Extrait du document:
------------

Né en 1882 au village de Heshang Fang, district de Boshan, province du Shandong. En 1917, il est âgé de 35 ans et père de trois enfants. Instituteur, voulant connaitre le monde pour s’instruire et ensuite transmettre son acquis, il se fait engager par les Anglais dans le Chinese Labour Corps pour aller travailler sur le sol français, en arrière des lignes du front. Il quitte Qingdao le 23 juillet 1917 sur un navire qui le dépose à Vancouver après une traversée éprouvante de l’océan Pacifique. La suite du parcours se fait en train jusqu’à Halifax, puis à nouveau en bateau vers la France. Sun Gan travaille alors pour l’armée britannique à Hazebrouck, d’abord comme ouvrier, puis comme cadre, promotion due au fait qu’il était un des rares instruits parmi une majorité d’illettrés.
Il est revenu dans sa province du Shandong en 1919 et a fondé avec sa femme une école pour les filles, pensant que leur éducation était la clé du progrès de son pays.

------------

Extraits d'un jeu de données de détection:
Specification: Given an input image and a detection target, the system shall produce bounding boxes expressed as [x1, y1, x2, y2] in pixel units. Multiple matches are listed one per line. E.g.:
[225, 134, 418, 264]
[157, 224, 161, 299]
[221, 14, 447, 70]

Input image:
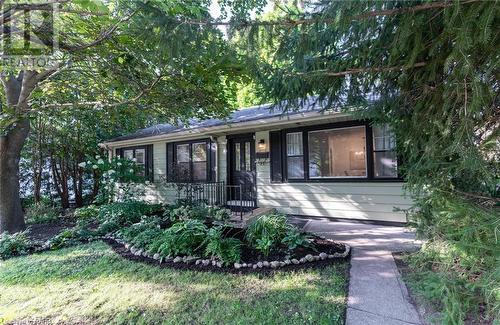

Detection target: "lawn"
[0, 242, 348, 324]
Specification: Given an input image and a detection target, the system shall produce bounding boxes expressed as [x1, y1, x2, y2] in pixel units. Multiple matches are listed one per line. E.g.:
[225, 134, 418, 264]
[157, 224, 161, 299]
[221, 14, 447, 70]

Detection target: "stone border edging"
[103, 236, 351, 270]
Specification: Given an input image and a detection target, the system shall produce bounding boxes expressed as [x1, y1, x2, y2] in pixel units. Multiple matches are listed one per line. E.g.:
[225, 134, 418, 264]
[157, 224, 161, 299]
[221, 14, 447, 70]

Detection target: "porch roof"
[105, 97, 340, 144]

------------

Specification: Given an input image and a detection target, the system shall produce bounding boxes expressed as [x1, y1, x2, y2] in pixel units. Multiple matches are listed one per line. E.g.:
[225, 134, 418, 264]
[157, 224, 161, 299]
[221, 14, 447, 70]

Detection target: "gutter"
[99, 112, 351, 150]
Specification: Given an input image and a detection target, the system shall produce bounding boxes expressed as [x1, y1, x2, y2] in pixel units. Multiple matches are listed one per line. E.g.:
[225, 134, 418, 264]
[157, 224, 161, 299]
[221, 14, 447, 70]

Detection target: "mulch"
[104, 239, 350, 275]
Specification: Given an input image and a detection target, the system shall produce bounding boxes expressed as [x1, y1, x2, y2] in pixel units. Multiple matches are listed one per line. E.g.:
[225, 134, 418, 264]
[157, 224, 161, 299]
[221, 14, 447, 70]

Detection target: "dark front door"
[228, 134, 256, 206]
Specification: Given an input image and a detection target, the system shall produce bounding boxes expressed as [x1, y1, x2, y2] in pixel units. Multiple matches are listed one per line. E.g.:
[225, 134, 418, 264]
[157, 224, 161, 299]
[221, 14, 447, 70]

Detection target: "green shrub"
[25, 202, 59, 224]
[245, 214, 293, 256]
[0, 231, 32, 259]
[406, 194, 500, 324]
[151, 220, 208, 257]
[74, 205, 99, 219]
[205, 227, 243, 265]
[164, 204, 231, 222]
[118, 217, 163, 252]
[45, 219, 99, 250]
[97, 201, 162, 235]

------------

Consigne 1:
Traduisez en anglais la phrase suivante de l'extrait sur Sun Gan : « Il est revenu dans sa province du Shandong en 1919 et a fondé avec sa femme une école pour les filles, pensant que leur éducation était la clé du progrès de son pays. »
Consigne 2:
Rédigez la suite de l'extrait sur Sun Gan, à partir de sa dernière phrase.
Les données ne servent à rien pour ce travail.

Réponse attendue 1:
He returned to his home province of Shandong in 1919 and, together with his wife, founded a school for girls, believing that their education was the key to his country's progress.

Réponse attendue 2:
Son récit a paru en Chine en 2009 sous un titre traduit par Carnet de notes d’un travailleur chinois pendant la guerre européenne. Il rapporte des anecdotes et ses impressions sur son travail, sur les énormes pertes de la guerre, sur les coutumes (les femmes plus éduquées et plus indépendantes que dans son pays, la danse, le travail du chien de berger…).
Résumé d’après l’article très documenté de Li Ma, « Travailleurs chinois à l’arrière pendant la Grande Guerre », dans Travailler à l’arrière 1914-1918, Actes du colloque international de mai 2013, Carcassonne, Archives départementales de l’Aude, 2014, p. 145-159, avec portrait de Sun Gan. Voir également le livre collectif dirigé par Li Ma, Les travailleurs chinois en France dans la Première Guerre mondiale, Paris, CNRS éditions, 2012, 560 p.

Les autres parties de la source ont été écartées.